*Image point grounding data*
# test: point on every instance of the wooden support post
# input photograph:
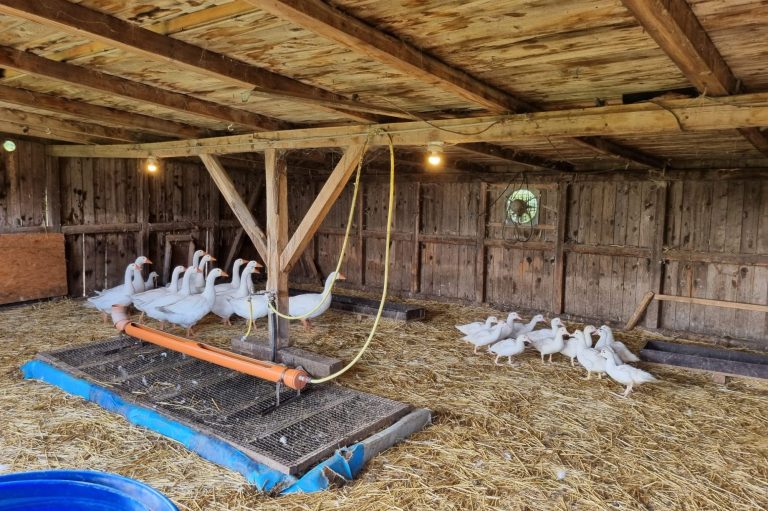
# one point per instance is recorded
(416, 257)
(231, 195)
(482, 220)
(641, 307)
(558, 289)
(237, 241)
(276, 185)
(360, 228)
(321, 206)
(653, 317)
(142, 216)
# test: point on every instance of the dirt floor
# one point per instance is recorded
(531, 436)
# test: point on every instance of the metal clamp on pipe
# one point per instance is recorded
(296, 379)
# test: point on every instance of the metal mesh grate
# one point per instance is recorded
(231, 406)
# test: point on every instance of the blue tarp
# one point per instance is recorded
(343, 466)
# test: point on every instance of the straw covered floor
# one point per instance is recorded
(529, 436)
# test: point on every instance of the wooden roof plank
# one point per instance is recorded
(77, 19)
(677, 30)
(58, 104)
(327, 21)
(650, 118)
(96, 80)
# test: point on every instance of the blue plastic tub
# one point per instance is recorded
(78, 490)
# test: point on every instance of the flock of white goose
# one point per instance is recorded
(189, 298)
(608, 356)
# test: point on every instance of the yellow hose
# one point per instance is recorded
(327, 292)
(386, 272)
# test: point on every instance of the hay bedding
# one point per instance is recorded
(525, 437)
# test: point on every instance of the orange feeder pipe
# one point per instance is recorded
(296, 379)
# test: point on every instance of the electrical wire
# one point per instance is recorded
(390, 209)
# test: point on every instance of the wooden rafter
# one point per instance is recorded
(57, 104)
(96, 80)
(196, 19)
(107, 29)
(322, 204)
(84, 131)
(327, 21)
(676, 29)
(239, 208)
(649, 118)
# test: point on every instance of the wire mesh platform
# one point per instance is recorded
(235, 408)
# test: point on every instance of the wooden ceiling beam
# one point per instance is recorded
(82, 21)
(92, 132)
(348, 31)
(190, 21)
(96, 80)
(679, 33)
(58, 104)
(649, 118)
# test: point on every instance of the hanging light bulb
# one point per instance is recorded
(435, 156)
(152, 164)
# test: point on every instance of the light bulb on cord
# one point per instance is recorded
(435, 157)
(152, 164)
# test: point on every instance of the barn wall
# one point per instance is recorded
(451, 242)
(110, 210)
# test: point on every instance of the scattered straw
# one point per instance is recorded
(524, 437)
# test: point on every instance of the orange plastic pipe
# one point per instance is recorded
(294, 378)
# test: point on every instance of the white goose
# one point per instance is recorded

*WHAT TO PRODUCE*
Report the number of lines in the records above that include "straw", leaving out any other words.

*ANSWER TO THIS EXERCISE*
2